### Set task
Print the lines of the listing below verbatim, beginning with the line that contains "Objective — one point per instance of the wooden beam" and continuing through the final line of the listing.
— Start Data provided —
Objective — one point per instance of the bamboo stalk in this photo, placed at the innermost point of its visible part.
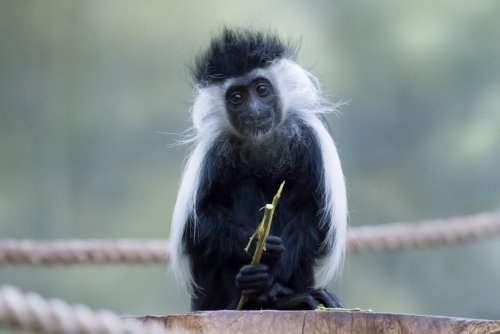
(262, 232)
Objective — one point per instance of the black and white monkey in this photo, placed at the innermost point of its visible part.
(258, 121)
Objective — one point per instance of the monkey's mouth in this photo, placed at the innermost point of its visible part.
(260, 124)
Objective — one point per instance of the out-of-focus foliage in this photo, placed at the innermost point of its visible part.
(88, 90)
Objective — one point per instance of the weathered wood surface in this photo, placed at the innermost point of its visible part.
(263, 322)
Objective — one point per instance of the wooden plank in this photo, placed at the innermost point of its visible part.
(295, 322)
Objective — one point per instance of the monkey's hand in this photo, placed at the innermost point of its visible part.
(274, 250)
(253, 282)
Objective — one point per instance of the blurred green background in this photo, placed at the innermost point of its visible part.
(88, 90)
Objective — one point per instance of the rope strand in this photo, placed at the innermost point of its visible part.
(360, 239)
(30, 311)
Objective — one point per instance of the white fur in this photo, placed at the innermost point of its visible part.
(300, 96)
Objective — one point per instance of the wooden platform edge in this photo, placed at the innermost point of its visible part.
(338, 322)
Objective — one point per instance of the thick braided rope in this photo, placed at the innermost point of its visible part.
(423, 234)
(360, 239)
(30, 311)
(68, 252)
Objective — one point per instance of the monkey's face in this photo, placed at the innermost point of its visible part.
(252, 106)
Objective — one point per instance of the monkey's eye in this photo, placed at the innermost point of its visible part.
(262, 89)
(236, 98)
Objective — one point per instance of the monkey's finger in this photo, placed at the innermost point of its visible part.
(258, 277)
(251, 292)
(273, 240)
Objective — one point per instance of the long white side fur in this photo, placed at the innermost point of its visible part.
(301, 96)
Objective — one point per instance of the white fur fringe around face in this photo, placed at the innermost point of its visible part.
(301, 97)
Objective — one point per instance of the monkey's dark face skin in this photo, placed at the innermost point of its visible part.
(253, 106)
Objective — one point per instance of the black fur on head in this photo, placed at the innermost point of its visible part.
(236, 52)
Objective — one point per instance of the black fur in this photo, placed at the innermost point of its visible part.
(237, 180)
(237, 52)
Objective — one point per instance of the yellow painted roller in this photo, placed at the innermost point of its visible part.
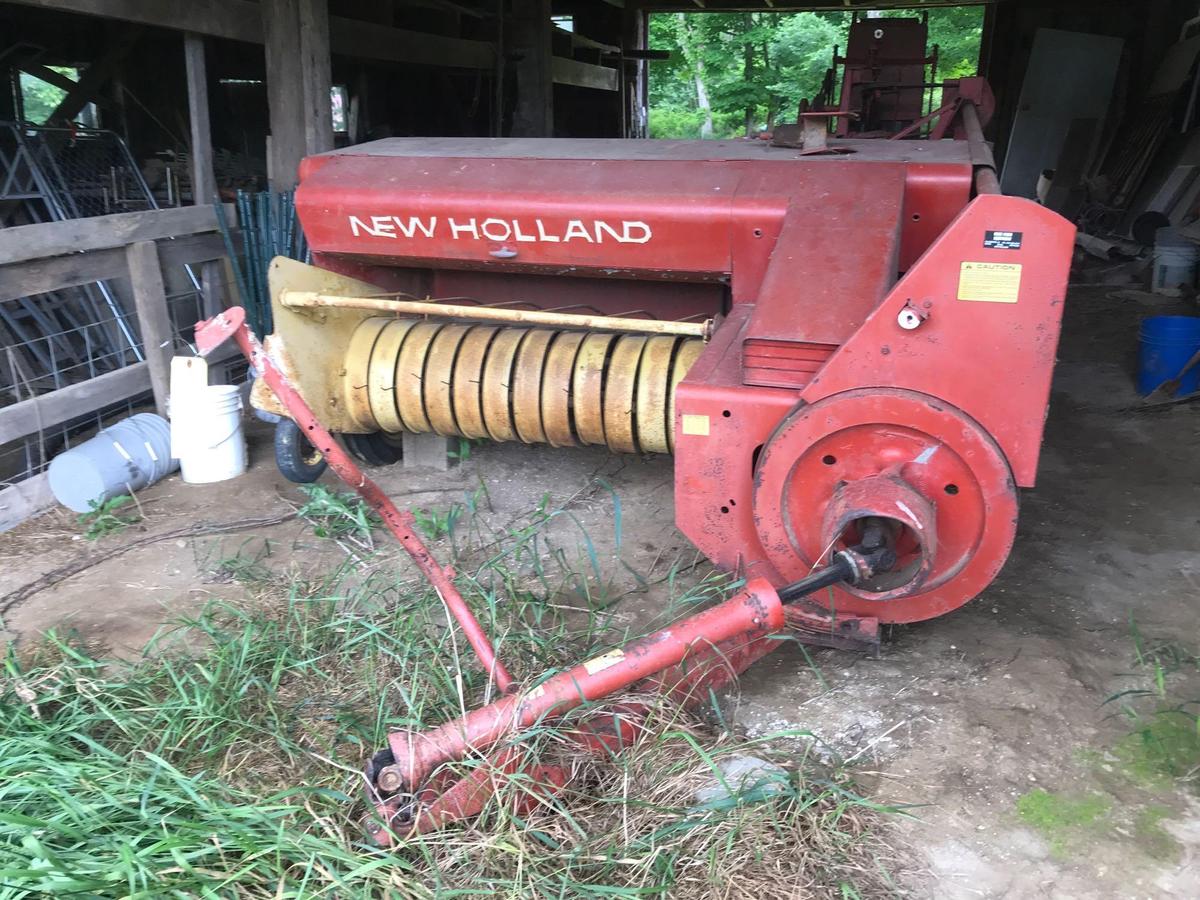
(528, 384)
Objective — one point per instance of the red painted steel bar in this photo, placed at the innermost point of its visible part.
(232, 323)
(751, 615)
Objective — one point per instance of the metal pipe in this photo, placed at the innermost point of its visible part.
(309, 300)
(981, 151)
(232, 323)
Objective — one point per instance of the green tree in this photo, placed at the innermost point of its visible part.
(735, 73)
(40, 97)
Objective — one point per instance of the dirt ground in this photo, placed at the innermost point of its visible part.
(966, 719)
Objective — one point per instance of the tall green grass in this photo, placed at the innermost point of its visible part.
(226, 761)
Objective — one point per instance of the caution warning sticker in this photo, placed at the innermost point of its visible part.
(607, 660)
(990, 282)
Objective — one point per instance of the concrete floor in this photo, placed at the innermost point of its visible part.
(960, 718)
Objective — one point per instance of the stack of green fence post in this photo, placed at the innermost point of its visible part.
(269, 228)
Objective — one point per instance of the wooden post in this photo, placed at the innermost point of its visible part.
(204, 184)
(298, 83)
(534, 114)
(154, 319)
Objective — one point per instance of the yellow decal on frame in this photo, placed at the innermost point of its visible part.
(990, 282)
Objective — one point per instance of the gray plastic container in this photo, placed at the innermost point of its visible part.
(121, 459)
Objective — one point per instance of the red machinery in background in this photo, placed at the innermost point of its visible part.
(889, 83)
(849, 353)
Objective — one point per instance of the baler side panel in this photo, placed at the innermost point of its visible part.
(989, 342)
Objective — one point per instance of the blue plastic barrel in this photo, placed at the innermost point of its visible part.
(121, 459)
(1168, 342)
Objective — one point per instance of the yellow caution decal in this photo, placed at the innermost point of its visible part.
(604, 661)
(990, 282)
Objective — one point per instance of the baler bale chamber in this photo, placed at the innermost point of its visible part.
(825, 341)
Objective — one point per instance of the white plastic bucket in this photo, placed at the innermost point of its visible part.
(209, 441)
(121, 459)
(1175, 263)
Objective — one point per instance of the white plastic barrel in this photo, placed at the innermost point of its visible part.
(209, 441)
(121, 459)
(1175, 263)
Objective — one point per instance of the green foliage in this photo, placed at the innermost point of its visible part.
(437, 523)
(225, 762)
(40, 97)
(735, 73)
(337, 515)
(103, 519)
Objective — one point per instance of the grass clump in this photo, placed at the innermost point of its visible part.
(105, 517)
(1061, 817)
(225, 762)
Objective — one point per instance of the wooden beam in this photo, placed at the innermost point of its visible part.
(204, 185)
(29, 417)
(241, 21)
(39, 276)
(154, 321)
(49, 76)
(234, 19)
(583, 75)
(48, 239)
(365, 40)
(317, 72)
(95, 77)
(298, 84)
(532, 43)
(24, 499)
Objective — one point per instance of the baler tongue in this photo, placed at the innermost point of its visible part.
(407, 781)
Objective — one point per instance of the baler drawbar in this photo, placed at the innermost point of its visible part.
(846, 345)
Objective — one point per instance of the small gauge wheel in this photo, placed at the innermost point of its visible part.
(375, 449)
(295, 457)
— End Data provided —
### Expected output
Objective — one point per instance of the wooden beam in this photo, placed at the innermost point of its visible part.
(204, 185)
(29, 417)
(241, 21)
(39, 276)
(154, 321)
(49, 76)
(234, 19)
(583, 75)
(48, 239)
(365, 40)
(317, 72)
(95, 77)
(298, 84)
(532, 43)
(24, 499)
Objective — one point per instance of the baler tongue in this photo, placed at the innermost point of its visible part.
(407, 781)
Objective — one point per instance of the baler drawbar in this photo, placed at the innermost point of its visible part.
(846, 345)
Objective — one point per instance of the small gauge wheel in this photo, placed at the innermost point of its visible part.
(375, 449)
(295, 457)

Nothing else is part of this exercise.